* BEGIN *
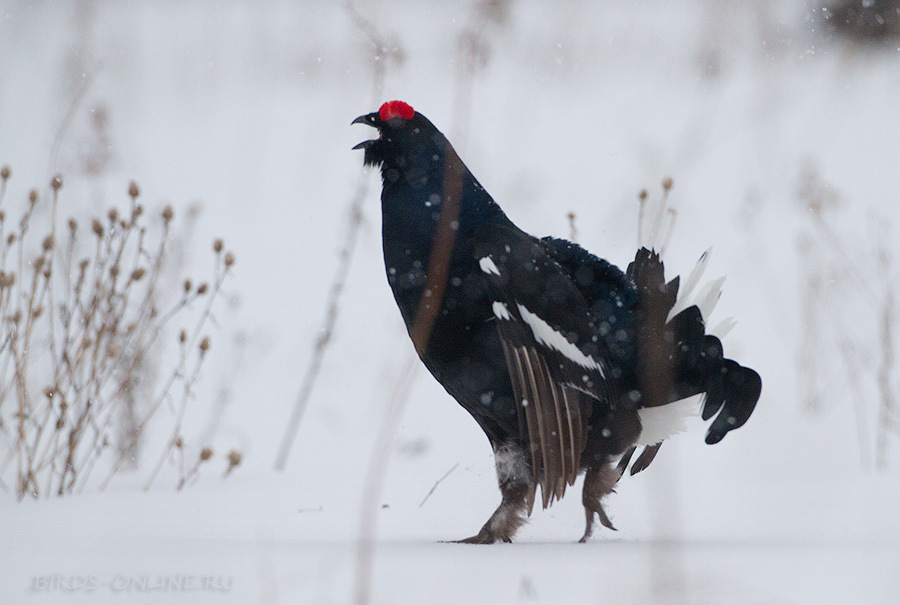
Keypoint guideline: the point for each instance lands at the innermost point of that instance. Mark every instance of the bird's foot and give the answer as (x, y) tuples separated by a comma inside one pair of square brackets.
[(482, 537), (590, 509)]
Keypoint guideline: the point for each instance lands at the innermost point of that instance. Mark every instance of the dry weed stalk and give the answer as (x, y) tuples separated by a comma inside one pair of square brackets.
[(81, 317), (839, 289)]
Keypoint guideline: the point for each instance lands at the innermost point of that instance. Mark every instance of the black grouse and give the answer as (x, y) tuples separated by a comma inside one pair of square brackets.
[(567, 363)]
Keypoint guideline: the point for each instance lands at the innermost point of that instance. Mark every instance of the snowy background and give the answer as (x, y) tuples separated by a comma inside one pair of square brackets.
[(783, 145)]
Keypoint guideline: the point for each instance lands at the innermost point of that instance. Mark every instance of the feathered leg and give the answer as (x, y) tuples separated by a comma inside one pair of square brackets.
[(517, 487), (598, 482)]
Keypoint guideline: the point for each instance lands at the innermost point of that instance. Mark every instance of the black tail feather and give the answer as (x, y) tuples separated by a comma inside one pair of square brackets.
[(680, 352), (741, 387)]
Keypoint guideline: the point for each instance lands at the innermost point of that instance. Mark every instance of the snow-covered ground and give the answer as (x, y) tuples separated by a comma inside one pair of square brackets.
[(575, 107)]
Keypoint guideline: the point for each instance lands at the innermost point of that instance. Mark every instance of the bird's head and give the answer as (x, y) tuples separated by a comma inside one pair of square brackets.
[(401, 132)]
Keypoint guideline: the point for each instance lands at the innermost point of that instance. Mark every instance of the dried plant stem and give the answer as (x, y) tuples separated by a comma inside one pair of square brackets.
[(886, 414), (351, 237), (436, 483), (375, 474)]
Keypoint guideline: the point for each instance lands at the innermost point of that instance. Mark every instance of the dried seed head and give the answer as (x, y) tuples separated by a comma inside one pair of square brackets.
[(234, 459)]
* END *
* BEGIN *
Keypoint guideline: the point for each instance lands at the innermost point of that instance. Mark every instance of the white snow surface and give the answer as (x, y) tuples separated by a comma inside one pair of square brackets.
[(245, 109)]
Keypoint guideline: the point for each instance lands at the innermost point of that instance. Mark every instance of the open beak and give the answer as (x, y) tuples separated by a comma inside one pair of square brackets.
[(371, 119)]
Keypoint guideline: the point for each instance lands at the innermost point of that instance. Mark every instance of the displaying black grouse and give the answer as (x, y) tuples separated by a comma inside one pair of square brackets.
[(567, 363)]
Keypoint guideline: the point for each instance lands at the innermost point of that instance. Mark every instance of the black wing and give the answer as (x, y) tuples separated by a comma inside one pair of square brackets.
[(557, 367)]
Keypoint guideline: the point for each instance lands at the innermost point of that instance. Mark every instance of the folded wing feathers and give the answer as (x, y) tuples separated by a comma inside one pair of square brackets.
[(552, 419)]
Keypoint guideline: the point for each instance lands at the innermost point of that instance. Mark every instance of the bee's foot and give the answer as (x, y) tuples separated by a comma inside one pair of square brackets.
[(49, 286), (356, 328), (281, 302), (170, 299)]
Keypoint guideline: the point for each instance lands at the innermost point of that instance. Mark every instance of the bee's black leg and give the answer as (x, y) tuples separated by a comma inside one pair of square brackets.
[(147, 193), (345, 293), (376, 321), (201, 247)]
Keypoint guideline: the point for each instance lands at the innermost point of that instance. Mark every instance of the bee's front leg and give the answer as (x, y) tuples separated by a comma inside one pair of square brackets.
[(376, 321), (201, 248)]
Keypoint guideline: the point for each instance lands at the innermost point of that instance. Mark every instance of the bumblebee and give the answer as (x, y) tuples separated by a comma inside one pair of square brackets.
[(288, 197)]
* END *
* BEGIN *
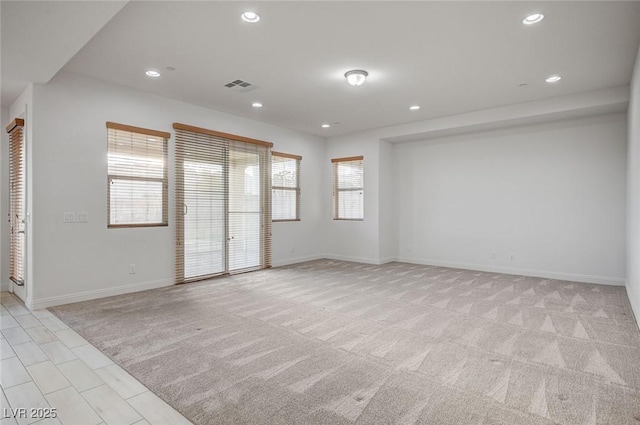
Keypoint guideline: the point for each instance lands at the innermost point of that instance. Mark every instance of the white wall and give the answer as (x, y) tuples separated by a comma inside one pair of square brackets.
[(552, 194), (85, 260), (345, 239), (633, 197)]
* END *
**Aim:** Add 51 to every coordinate in the answers, and write out all lines from the line with "the bird's foot" to the line with "[(575, 107)]", including the requests.

**Task solution:**
Keypoint guideline: the point for each instance lands at the innermost point of that instance. Mark every instance of the bird's foot and give the answer as (x, y) tuples separated by a comma inside one pair of square brackets.
[(533, 588), (641, 560)]
Keypoint guideline: the point for each instance lands at the innermost point of that instance. Mark every instance of the dry weed stalk and give the answer as (x, y) tuples separated by a comma inside one pair of square brackets.
[(132, 368), (890, 340)]
Keypoint guideline: the point for each instance lands at the innermost point of that instance. Mark every instance of the black grouse and give the answer as (x, y) tuples separated by a comma inside one pair of square brackets.
[(618, 414)]
Keypoint guideline: the point for each instance lands at the innermost point of that instance. Mark every instance of the snowy background and give the answer as (x, y) tuples separated by a comma inside one pair of square brackets.
[(834, 196)]
Keypoint guideline: the point for each instance lands at the innermost point of that instance. Mark every instance of the feathered leg and give the answer as (x, y) tuples separated by a comma inside one pair of square brackets.
[(568, 538), (649, 533)]
Keypoint guideline: the point for each instance lands at the innermost point of that instance. Mark every instance of the black tail feather and give the answer as (x, y) tuples separated by a comma inside one pair of square brackets.
[(731, 403), (792, 438)]
Keypoint guideline: the point for each instance lands at the innermost point of that instance. Mark every instance of the snow-covered ground and give the answer as (x, y) tuples separated by a comma inside one pair of square brackets.
[(626, 158)]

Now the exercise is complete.